──────── FRAGMENTO DEL DOCUMENTO

El cuento más bello jamás escrito
Lecciones del cuento El Príncipe Feliz, de Óscar Wilde
“Tráeme las dos cosas más preciosas de la ciudad”, dijo Dios a uno de sus ángeles. Y el ángel llevó el corazón de plomo y al pájaro muerto. “Has elegido bien”, dijo Dios. “En mi jardín del Paraíso, este pajarillo cantará eternamente, y en mi ciudad de oro, el Príncipe Feliz repetirá mis alabanzas”. Y así termina el cuento de Oscar Wilde, El Príncipe Feliz.
Es un cuento sencillo y fácil de comprender, pero lleno de enseñanza. Parece que, junto al escritor irlandés, podemos ver los bellos colores de Egipto; del río donde coquetea la golondrina con el junco; del Palacio de la Despreocupación (en el que no se permite la entrada al dolor); podemos imaginar el fulgor del rubí, de los zafiros; o el esplendor del oro que recubre la estatua… Y el colorido, que representa un mundo sin preocupaciones, del viaje imaginario de la golondrina, de la política inútil, que no tiene respuestas, contrasta con la noche en la que tienen los encuentros el Príncipe y la golondrina; también en la noche llevan a cabo sus misiones de ayuda; contrasta también con las casas lúgubres de los pobres, con las calles oscuras y los rostros pálidos de los niños que sufren hambre; contrasta con la estatua, que ya no está cubierta de oro porque se ha despojado de su ornamento; y con el plomo del corazón, que es un humilde metal. Todo lo que parece menos bello y menos colorido en la imaginación del hombre, sin embargo, es lo más hermoso que el ángel encontró y le llevó a Dios: ni más ni menos que una golondrina muerta y el corazón del Príncipe Feliz. Es para meditar.

────────────────
──────── DATOS PROPORCIONADOS

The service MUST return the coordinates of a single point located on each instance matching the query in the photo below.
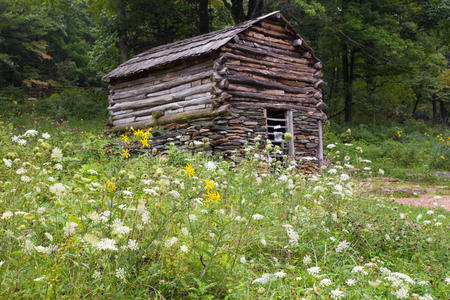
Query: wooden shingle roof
(195, 46)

────────────────

ENUNCIADO — Copia de nuevo el pasaje del texto sobre El Príncipe Feliz que comienza con "El cuento más" y sigue hasta "Wilde, El Príncipe Feliz.", pero cambia "jardín" por "huerto".

SOLUCIÓN —
El cuento más bello jamás escrito
Lecciones del cuento El Príncipe Feliz, de Óscar Wilde
“Tráeme las dos cosas más preciosas de la ciudad”, dijo Dios a uno de sus ángeles. Y el ángel llevó el corazón de plomo y al pájaro muerto. “Has elegido bien”, dijo Dios. “En mi huerto del Paraíso, este pajarillo cantará eternamente, y en mi ciudad de oro, el Príncipe Feliz repetirá mis alabanzas”. Y así termina el cuento de Oscar Wilde, El Príncipe Feliz.